## Dataset records
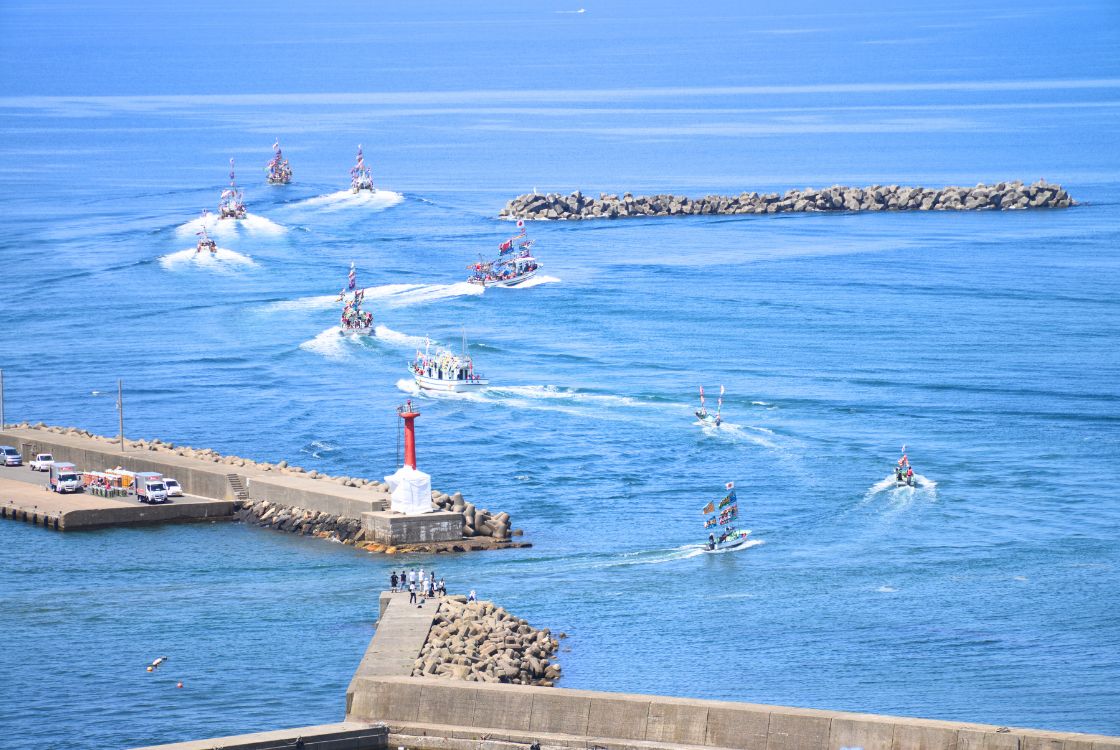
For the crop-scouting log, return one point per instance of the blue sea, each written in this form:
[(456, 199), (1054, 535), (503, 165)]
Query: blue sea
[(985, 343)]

---

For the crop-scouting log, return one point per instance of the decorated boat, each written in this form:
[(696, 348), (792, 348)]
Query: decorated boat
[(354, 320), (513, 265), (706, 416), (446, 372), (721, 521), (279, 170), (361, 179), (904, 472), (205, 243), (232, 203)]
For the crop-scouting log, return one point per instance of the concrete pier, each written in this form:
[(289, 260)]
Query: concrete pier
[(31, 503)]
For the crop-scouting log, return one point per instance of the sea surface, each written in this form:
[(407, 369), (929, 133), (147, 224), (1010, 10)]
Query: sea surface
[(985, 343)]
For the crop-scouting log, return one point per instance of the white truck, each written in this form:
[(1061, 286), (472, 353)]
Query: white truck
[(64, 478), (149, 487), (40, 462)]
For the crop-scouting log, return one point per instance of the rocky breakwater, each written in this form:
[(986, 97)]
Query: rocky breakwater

## Task details
Set down, from the entries above, exactly the lines from the one with "Query: decorated boat" up to and including the one with "Query: rocky breakwater", and no other lines.

## Your response
Query: decorated boat
[(354, 320), (513, 265), (706, 416), (446, 372), (721, 521), (279, 170), (361, 179), (904, 472), (205, 243), (232, 203)]
For the crop-scouting log, return one point per instance of the concrete pier, each written in this form:
[(289, 260)]
Query: concrete pier
[(31, 503)]
For the crop-scouting log, return one point per instance of the sea surface, each written in this form:
[(407, 369), (929, 133), (147, 224), (1010, 10)]
Query: sea surface
[(985, 343)]
For the crop-scouting log, return one point per instance of the white truck, each written in this form:
[(1061, 286), (472, 353)]
Query: white truck
[(64, 478), (149, 487), (40, 462)]
For the crop-scouting log, return one point per instance of the rocky breakwater, each written in this form:
[(986, 97)]
Query: rocky breakwater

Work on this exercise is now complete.